Problem statement:
In your copy, repeat the records exactly and leave out the pictures.

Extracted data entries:
-- Begin --

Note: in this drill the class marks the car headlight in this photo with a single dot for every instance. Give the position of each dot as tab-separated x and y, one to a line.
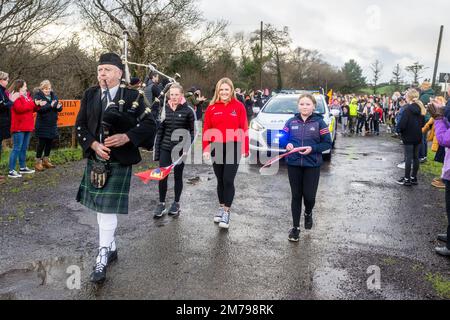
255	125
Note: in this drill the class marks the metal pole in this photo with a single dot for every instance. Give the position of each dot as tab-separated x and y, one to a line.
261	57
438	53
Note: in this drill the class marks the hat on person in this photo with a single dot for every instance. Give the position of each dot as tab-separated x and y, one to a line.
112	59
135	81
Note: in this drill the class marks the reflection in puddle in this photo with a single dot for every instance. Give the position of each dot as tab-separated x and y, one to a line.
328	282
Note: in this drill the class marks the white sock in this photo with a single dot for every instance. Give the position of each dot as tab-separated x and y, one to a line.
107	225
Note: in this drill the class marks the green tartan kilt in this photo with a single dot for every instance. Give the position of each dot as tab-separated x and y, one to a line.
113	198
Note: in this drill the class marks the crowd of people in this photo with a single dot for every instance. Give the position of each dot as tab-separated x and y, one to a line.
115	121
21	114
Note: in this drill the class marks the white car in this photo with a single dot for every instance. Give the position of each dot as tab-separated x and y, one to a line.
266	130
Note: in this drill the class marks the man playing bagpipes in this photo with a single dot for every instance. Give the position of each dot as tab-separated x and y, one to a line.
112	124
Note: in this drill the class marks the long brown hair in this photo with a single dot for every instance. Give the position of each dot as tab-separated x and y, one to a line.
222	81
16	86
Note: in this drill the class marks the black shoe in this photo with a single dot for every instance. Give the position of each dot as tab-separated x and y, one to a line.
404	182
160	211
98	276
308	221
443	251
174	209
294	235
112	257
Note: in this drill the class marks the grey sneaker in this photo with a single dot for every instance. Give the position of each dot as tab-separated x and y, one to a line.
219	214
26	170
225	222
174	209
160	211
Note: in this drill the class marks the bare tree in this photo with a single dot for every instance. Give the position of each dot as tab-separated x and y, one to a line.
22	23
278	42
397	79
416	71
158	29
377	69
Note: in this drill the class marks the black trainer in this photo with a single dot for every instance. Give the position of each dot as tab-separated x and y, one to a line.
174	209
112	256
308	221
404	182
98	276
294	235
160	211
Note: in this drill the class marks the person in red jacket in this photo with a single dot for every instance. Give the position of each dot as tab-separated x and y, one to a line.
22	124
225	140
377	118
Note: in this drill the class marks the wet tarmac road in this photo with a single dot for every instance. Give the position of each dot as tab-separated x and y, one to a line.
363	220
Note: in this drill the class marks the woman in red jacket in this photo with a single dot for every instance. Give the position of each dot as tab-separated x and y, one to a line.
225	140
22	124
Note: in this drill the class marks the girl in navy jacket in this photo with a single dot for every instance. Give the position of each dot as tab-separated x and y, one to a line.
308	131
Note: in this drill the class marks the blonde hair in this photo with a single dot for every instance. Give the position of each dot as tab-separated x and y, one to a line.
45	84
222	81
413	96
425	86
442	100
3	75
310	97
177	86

-- End --

Written response:
Note: in this drill the class marks the car headlight in this photo with a single dot for every instance. Give the position of each dot as tab-separated x and y, one to a line.
255	125
Note: in this drill the class marks the metal pole in this photo with a single dot for every instance. Give the position of each dot as tab-separated x and y, one to a line.
261	57
438	53
Note: in this drill the class marks the hat on person in this photo with a single dot for every instance. Give the position of each dot as tab-separated x and y, one to a line.
112	59
135	81
Note: in this drill the class marks the reflection in puddle in this photo with a single dot for every instance. Give the position of each dot as tab-separated x and y, one to a line.
328	282
Note: in this drill the class marks the white sock in this photo with a single dot for every instance. Give the position of each dot as tab-separated x and y, one to a line.
107	225
Note: in this drill the class marks the green tartan kilt in this photo with a single dot for every instance. Give the position of each dot as tab-separated x and y, one to a line.
113	198
Note: in this drill the class marks the crowd of people in this photo with a single dot for every instance. Give the position of each dot as tab-separated x and y, one to a line.
115	121
21	114
Note: in this drill the class marks the white car in this photo with a single dot for every instance. Give the position of each dot as tab-separated x and y, one to a line.
266	130
Note: in this drill the class marks the man playing bagpipes in this photo with a single dot for every instance. Give the position of each dot as tab-separated x and y, one to a line.
112	124
Note: in this drill the class marks the long brown hair in this photo with a single dot for every instance. Give the position of each dot as tab-separated x and y, one to a line.
222	81
16	86
Note: in this drill the class marks the black shoe in this photo with a single dot for every instance. Give the position of each dot as tab-separated x and y, one to a line.
404	182
160	211
98	276
308	221
443	251
174	209
294	235
112	257
Note: in this drill the class marks the grey sneaker in this photo with a single dot for every instance. Give the position of each dot as tab-separated x and y, one to a line.
219	214
26	170
225	222
174	209
160	211
Note: in this drill the class marks the bare tree in this photo with a single dot for every instance. Give the position of each dot as tab-separated x and y, one to a line.
22	23
278	42
397	79
416	71
158	29
377	69
Note: in this drill the class marks the black trainer in this photo with a single dot for every instance. Give the position of each dot as tab-separated x and y, one to a line.
174	209
112	256
308	221
404	182
98	276
294	235
160	211
Note: in this drill the class marks the person in red jacket in this photo with a single dot for every instance. Give the position of each dot as tab-separated x and y, one to a line.
22	124
225	140
377	118
Note: in this drill the class marks the wet tarmac road in this photo with a single dot for every instance. Give the position of each dot as tab-separated x and y, one to a line.
363	220
Note: in this drill the class marks the woman in red jacket in this photo with a single dot for every instance. Give the position of each dot as tab-separated x and y, one to a line.
225	140
22	124
Note: in this drill the class marks the girl in navy jacket in this photo with a single dot for every instance. Give the position of each dot as tab-separated x and y, one to a line.
308	131
Note: in this drill the class marks the blonde hair in this photo with a single dot for every instance. Give the position of each dot as tab-separated x and y, one to a line.
45	84
222	81
413	96
425	86
442	100
3	75
310	97
177	86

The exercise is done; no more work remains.